Exercise data section start

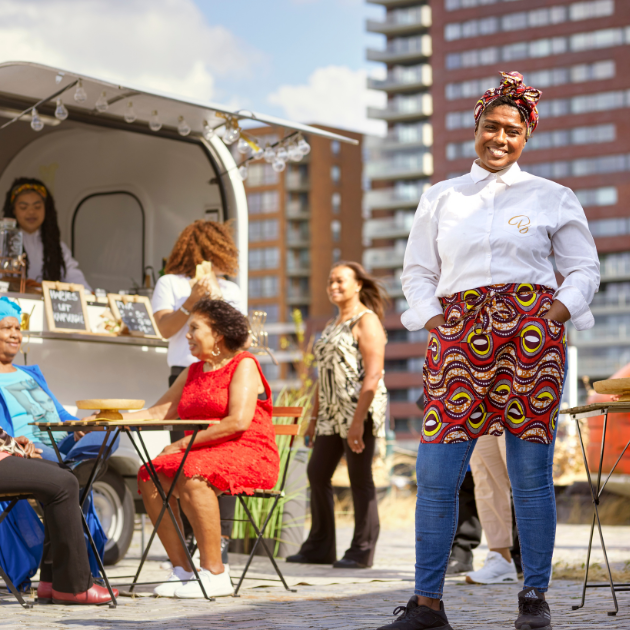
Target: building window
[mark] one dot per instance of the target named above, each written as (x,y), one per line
(263,286)
(336,203)
(604,38)
(606,196)
(264,258)
(264,230)
(335,173)
(335,229)
(261,175)
(263,203)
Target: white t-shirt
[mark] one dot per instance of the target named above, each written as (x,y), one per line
(171,291)
(34,249)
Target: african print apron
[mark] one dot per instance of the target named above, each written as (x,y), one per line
(495,364)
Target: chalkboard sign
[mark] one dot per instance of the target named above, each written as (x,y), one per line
(66,308)
(135,313)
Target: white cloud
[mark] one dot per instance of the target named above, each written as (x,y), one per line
(165,45)
(334,95)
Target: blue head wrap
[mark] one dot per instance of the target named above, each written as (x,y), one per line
(8,308)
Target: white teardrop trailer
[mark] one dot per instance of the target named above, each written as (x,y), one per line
(126,182)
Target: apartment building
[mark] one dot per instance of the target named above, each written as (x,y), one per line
(301,220)
(398,168)
(578,53)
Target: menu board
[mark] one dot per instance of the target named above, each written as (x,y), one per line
(135,312)
(66,308)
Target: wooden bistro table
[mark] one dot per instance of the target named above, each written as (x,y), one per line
(597,487)
(110,420)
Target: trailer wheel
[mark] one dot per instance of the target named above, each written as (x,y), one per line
(115,509)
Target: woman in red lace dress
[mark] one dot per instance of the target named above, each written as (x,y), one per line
(237,454)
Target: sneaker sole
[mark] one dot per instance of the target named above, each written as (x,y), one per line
(502,579)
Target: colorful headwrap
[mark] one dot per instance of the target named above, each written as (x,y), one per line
(8,308)
(38,188)
(524,97)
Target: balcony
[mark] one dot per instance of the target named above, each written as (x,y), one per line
(296,182)
(392,227)
(297,211)
(393,198)
(383,257)
(414,166)
(403,50)
(402,22)
(404,110)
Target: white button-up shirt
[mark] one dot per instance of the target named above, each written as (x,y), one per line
(498,228)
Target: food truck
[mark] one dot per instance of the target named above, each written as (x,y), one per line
(128,169)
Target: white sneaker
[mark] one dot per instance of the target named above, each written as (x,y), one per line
(176,579)
(496,570)
(215,585)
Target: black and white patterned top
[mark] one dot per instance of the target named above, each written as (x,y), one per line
(341,374)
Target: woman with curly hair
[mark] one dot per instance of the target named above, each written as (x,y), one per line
(30,203)
(174,299)
(234,455)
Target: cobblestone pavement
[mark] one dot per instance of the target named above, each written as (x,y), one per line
(335,599)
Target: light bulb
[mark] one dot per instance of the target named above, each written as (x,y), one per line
(183,128)
(101,103)
(282,154)
(278,165)
(154,121)
(269,154)
(295,155)
(243,146)
(208,131)
(130,115)
(61,113)
(231,135)
(80,95)
(304,146)
(37,124)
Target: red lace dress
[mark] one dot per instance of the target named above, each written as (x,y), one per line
(237,464)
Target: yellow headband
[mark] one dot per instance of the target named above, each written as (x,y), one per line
(38,188)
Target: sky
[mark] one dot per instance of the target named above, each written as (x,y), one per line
(298,59)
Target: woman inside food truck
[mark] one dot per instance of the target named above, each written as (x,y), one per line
(48,258)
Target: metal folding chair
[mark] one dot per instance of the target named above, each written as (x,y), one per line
(13,498)
(274,495)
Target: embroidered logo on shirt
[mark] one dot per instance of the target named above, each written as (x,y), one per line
(522,222)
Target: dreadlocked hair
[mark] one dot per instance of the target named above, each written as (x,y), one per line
(54,266)
(204,240)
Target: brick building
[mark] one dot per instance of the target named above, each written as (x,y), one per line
(300,221)
(577,53)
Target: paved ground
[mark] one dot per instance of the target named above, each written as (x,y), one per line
(328,599)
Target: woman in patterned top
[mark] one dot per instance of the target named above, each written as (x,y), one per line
(348,417)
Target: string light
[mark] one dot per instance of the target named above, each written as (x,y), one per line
(61,112)
(130,115)
(101,104)
(80,95)
(183,128)
(37,124)
(154,121)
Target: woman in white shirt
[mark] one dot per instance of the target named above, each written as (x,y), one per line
(48,258)
(478,276)
(174,298)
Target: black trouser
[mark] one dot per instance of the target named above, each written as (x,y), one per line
(468,534)
(65,560)
(321,545)
(227,504)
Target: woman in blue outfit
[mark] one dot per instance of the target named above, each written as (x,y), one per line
(26,398)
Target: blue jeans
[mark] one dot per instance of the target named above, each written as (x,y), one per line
(440,470)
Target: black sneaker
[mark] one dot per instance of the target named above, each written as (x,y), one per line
(533,611)
(416,617)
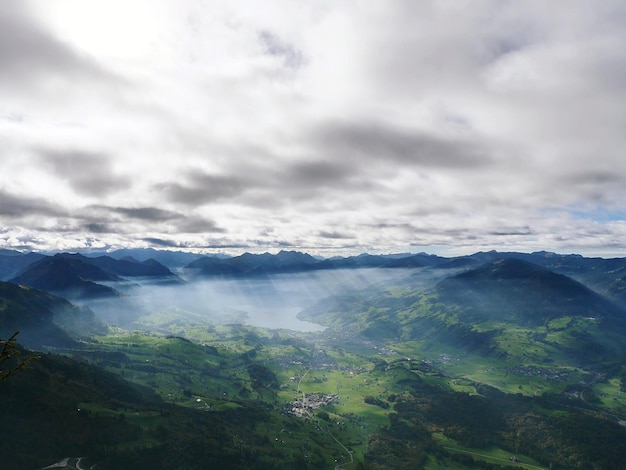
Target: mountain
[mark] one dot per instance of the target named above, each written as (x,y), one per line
(12,262)
(486,310)
(249,264)
(171,259)
(43,320)
(522,293)
(67,276)
(76,276)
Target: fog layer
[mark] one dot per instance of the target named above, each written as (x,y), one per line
(270,302)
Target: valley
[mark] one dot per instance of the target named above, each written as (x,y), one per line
(503,365)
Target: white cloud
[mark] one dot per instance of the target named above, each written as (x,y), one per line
(339,125)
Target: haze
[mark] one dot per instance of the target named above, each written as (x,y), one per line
(270,302)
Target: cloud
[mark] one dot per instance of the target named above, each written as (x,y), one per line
(88,173)
(347,126)
(16,206)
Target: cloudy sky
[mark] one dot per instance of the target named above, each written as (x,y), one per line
(333,127)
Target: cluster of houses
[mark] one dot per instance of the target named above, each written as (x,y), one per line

Exercise data section end

:: Problem to work on ::
Everything in the records except the pictures is to be repeated exactly.

:: Solution for this problem ::
Target: building window
[mark] one dot per instance of the target named above, each written as (x,y), one per line
(263,286)
(336,203)
(604,38)
(606,196)
(264,258)
(264,230)
(335,173)
(335,229)
(261,175)
(263,203)
Target: white t-shirt
[mark] one dot per instance of the target named above, each written as (x,y), one per line
(171,291)
(34,249)
Target: african print apron
[mark] one dot per instance of the target named above, each written as (x,y), one per line
(495,364)
Target: chalkboard sign
[mark] one dot per instance of the target named above, each written as (x,y), one per line
(66,308)
(135,313)
Target: white cloud
[mark] one dot per instance of the target named above, each written as (x,y), one per line
(165,45)
(334,95)
Target: blue head wrap
[mark] one dot per instance of the target named above, each written as (x,y), one per line
(8,308)
Target: white teardrop trailer
[mark] one dot per instance of the target named above, each written as (x,y), one per line
(126,182)
Target: apartment building
[mark] one dot per instance of the target named above, each written as (x,y), one per line
(301,220)
(398,168)
(578,53)
Target: menu board
[mark] one dot per instance of the target named above, each written as (x,y), one per line
(135,312)
(66,308)
Target: wooden bistro table
[mark] one dot per instance of the target named above, each written as (x,y), one per line
(597,487)
(110,420)
Target: trailer wheel
[mark] one dot per instance of the target named above, each written as (x,y), one per line
(115,509)
Target: woman in red lace dress
[mark] one dot per instance of the target named above, each written as (x,y), one per line
(237,454)
Target: sneaker sole
[mark] one dot per instance of the target named above, each written as (x,y), one per line
(502,579)
Target: colorful headwrap
[mark] one dot per instance of the target named above, each written as (x,y), one per line
(8,308)
(38,188)
(524,97)
Target: balcony
[mark] one dot per instance of the target named above, each written as (x,y), one per line
(296,182)
(392,227)
(297,211)
(393,198)
(383,257)
(414,166)
(403,50)
(402,22)
(404,110)
Target: white button-up shirt
[mark] one dot per instance of the target named above, each written as (x,y), one per line
(498,228)
Target: food truck
[mark] one dot per instance of the target named above, each written as (x,y), one per line
(128,169)
Target: white sneaker
[mark] one dot per instance of the target named above, each written as (x,y), one per line
(176,579)
(496,570)
(215,585)
Target: black and white patterned top
[mark] one dot per instance of the target named above, each written as (x,y), one per line
(341,374)
Target: woman with curly hair
[mark] one dot per instance of the target named above, each written as (x,y), one per line
(30,203)
(174,299)
(234,455)
Target: cobblestone pavement
[mark] one dot per instance of the target named above, each written as (x,y), one per line
(335,599)
Target: light bulb
[mark] one dot per instance of the target named above, each written as (x,y), one per line
(183,128)
(101,103)
(282,154)
(278,165)
(154,121)
(269,154)
(295,155)
(243,146)
(208,131)
(130,115)
(61,113)
(231,135)
(80,95)
(304,146)
(37,124)
Target: red lace dress
[mark] one dot per instance of the target named above, each written as (x,y), one per line
(237,464)
Target: yellow headband
[mark] one dot per instance of the target named above, each written as (x,y), one per line
(38,188)
Target: sky
[mark] one dot per instance of the target named above, each written as (x,y), one per line
(298,59)
Target: woman inside food truck
[mark] one dot per instance of the target named above, each written as (x,y), one per line
(48,258)
Target: metal folding chair
[mark] one dot per instance of the target named above, each written as (x,y), one per line
(13,498)
(274,495)
Target: embroidered logo on shirt
[mark] one dot per instance of the target named above, each written as (x,y), one per line
(522,222)
Target: dreadlocked hair
[mark] one dot per instance of the target named above, each written as (x,y), one per line
(54,266)
(204,240)
Target: brick building
[mark] one dot per instance of the target named above, each written as (x,y), one per line
(300,221)
(577,53)
Target: paved ground
[mark] one dot per instance of the target named above, each written as (x,y), one per line
(328,599)
Target: woman in patterned top
[mark] one dot per instance of the target named above, each written as (x,y), one per line
(348,417)
Target: string light
[mark] one dot per instance of the target named above, each written as (x,y), one per line
(61,112)
(130,115)
(101,104)
(80,95)
(183,128)
(37,124)
(154,121)
Target: woman in white shirt
[mark] one dot per instance of the target named above, each written as (x,y), one per line
(48,258)
(478,276)
(174,298)
Target: black trouser
[mark] one dot per instance of the target named above, each written as (x,y), one per line
(468,534)
(65,560)
(321,545)
(227,504)
Target: woman in blue outfit
[mark] one dot per instance of the target named above, each written as (x,y), one per line
(26,398)
Target: blue jeans
[mark] one dot per instance of the target named above, each written as (x,y), one per line
(440,470)
Target: black sneaker
[mark] one dot per instance of the target named above, each written as (x,y), one per line
(533,611)
(416,617)
Target: mountain
[mark] one dot per instance of the target named above, each written as (x,y), one per line
(12,262)
(486,310)
(249,264)
(171,259)
(43,320)
(522,293)
(67,276)
(76,276)
Target: fog layer
[mark] one dot per instance of the target named above, each written as (x,y), one per line
(270,302)
Target: valley
[mark] one dot per instance of the target named above, each written as (x,y), one per line
(503,365)
Target: white cloud
[mark] one dot per instance of the target named above, each written as (x,y), one per line
(339,125)
Target: haze
[mark] one dot per instance of the target named above, each written as (x,y), one per line
(270,302)
Target: cloud
[mark] one dot per instance of the target named above, each written as (x,y), one per line
(88,173)
(347,126)
(16,206)
Target: cloudy sky
[mark] one dot per instance of the target named above, each written as (x,y), one per line
(333,127)
Target: cluster of houses
[mark] one dot per instance of the target named above, each written as (x,y), one per line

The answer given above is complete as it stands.